DIRECTIONS:
From the entries below, transcribe exactly the lines between the line holding "point: the stadium seating, a" and the line holding "point: the haze", inclusive; skip all other lines.

════════════════════

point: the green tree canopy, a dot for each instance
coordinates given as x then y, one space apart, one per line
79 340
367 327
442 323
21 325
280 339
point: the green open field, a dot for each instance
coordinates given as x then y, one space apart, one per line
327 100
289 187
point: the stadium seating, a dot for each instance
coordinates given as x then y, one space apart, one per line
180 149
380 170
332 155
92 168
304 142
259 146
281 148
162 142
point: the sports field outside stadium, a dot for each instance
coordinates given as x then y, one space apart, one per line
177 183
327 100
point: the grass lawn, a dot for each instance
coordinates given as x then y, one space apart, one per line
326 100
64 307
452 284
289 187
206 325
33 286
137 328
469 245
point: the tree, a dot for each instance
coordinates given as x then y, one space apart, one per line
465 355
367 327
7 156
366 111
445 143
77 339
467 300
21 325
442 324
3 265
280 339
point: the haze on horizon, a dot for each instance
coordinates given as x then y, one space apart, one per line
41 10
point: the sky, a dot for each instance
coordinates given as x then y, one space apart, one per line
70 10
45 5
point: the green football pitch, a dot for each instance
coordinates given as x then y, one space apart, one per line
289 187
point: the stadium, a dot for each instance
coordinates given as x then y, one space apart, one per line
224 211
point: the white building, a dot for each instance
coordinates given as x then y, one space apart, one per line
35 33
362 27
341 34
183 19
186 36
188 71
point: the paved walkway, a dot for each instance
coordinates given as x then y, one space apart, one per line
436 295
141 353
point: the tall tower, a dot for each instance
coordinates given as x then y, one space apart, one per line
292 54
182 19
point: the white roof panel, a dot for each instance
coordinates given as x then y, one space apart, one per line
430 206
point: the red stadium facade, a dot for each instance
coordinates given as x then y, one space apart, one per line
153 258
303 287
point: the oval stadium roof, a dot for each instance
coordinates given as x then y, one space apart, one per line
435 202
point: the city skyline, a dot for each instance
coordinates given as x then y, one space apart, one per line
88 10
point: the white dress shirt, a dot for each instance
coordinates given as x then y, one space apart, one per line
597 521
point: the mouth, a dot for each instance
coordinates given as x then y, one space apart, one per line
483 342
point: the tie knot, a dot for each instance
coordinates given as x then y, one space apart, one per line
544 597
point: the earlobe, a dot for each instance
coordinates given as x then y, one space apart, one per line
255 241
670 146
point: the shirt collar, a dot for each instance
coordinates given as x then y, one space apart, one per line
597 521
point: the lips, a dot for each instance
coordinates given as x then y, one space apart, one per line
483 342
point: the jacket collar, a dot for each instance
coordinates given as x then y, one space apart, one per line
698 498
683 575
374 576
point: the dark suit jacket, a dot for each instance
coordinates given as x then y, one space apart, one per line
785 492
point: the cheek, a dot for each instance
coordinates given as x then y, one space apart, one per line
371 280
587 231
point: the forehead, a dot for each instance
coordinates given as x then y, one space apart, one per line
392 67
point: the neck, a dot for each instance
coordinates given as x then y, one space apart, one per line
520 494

════════════════════

RESPONSE TO THIS TASK:
point: the stadium seating, a dot for each instance
coordinates given as x then y, one space apart, one per line
180 149
380 170
332 155
92 168
304 142
259 146
281 148
162 142
point: the sports field outside stadium, a dot for each instance
coordinates given as x then y, one space apart, one per line
177 183
327 100
point: the grass lawn, a dot for each instance
coordinates given as x then y, one space apart, one per line
326 100
64 307
452 284
289 187
206 325
33 286
137 328
469 245
point: the tree, a dot for each instance
coordinates given as x then y, one space apart, one per line
465 355
367 327
7 156
366 111
445 143
77 339
467 300
21 325
442 324
3 265
280 339
point: the haze on horizon, a dot for each instance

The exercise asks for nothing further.